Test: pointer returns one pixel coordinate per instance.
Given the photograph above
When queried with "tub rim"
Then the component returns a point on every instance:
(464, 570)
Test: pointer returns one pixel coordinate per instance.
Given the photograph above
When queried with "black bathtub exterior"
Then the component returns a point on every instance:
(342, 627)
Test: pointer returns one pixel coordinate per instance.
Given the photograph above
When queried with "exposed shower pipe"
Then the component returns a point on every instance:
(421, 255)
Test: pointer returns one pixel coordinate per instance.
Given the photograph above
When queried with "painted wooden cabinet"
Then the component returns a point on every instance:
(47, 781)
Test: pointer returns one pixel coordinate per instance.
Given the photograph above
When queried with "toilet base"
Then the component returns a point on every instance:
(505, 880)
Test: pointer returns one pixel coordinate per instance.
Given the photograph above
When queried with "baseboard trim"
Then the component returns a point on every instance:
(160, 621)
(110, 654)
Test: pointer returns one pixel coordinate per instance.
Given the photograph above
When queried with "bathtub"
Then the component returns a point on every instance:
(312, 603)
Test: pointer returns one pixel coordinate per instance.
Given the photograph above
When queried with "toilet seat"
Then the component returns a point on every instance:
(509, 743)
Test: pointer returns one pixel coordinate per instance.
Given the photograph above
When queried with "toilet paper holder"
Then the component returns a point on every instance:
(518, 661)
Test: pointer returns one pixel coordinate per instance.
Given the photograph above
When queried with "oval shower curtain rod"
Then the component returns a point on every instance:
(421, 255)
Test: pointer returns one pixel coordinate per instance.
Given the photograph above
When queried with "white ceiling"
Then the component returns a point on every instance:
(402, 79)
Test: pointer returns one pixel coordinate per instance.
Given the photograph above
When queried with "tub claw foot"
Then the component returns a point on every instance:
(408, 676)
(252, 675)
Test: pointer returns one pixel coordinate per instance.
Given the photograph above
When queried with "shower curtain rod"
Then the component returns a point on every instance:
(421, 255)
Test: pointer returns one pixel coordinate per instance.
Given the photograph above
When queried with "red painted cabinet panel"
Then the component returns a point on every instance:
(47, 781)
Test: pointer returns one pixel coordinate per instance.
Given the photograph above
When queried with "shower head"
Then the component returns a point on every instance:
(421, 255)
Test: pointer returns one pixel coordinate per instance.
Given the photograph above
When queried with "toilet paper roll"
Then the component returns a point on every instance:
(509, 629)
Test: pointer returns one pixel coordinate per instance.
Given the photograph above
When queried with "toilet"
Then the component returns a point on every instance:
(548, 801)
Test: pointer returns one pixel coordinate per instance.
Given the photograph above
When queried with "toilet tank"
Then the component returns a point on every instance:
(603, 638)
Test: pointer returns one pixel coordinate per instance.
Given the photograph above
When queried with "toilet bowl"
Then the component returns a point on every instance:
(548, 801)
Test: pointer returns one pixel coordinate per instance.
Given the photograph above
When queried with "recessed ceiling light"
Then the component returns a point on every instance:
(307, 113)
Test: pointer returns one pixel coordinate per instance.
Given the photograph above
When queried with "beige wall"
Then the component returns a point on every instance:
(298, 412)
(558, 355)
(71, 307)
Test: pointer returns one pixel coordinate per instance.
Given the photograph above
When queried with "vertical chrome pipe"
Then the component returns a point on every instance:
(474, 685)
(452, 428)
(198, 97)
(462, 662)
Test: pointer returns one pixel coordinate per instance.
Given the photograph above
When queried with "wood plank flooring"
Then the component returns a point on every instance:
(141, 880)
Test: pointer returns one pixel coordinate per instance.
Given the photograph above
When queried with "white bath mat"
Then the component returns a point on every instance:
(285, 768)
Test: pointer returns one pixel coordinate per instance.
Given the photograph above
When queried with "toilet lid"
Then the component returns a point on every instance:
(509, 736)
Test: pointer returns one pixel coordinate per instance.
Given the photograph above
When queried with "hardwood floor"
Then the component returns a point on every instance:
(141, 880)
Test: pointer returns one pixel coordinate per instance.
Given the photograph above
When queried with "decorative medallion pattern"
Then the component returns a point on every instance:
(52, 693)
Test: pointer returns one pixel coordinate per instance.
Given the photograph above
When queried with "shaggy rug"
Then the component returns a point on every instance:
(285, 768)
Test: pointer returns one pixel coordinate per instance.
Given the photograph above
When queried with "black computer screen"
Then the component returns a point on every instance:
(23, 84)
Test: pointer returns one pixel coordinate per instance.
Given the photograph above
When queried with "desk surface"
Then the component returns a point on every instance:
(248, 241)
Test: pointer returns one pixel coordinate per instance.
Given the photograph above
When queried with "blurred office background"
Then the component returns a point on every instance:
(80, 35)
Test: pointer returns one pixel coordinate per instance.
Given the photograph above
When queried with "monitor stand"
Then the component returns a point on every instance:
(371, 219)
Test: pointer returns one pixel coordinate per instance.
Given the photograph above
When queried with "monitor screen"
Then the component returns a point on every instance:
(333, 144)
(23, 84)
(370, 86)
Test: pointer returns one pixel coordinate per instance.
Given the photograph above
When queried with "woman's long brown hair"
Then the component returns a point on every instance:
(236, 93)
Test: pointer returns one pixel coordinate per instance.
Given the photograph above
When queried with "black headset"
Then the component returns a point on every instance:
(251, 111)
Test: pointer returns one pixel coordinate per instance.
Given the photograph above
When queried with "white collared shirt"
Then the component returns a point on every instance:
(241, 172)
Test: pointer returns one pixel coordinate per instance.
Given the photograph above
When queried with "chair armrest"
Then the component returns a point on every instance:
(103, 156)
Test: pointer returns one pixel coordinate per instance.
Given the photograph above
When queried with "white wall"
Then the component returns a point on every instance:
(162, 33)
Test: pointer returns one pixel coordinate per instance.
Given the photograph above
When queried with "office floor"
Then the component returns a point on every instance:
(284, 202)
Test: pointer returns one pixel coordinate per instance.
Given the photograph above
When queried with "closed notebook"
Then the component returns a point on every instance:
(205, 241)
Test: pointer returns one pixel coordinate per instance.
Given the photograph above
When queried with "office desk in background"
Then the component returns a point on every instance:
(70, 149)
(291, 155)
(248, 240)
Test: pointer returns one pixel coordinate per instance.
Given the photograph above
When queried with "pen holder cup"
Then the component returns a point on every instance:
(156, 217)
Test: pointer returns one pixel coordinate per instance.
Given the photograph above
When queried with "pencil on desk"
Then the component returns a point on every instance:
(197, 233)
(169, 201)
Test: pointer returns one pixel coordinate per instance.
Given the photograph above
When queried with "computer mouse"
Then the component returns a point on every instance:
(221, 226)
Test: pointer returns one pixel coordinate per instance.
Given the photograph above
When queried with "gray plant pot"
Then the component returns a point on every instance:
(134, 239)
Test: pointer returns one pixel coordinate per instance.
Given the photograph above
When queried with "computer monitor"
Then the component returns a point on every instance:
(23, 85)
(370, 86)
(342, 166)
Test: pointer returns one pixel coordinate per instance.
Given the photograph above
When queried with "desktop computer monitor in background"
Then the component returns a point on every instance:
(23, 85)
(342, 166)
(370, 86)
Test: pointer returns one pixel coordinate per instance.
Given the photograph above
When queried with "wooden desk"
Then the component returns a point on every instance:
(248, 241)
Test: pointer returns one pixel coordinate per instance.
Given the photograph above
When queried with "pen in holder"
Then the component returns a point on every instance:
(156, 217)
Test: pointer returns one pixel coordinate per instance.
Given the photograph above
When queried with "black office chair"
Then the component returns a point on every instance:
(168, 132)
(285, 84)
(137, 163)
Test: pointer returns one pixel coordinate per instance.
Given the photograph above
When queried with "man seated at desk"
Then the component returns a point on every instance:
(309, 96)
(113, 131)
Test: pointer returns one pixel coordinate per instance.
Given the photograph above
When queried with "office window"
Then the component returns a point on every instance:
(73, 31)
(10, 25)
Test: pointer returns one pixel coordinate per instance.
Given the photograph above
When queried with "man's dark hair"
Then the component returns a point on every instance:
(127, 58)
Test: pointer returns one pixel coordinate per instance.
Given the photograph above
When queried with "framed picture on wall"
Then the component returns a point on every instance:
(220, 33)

[Set problem]
Find each line in the items above that contains the word "computer", and copy those lines in full.

[Solution for this task]
When queried with "black computer screen"
When queried with "computer mouse"
When queried with "computer monitor"
When queried with "desktop computer monitor in background"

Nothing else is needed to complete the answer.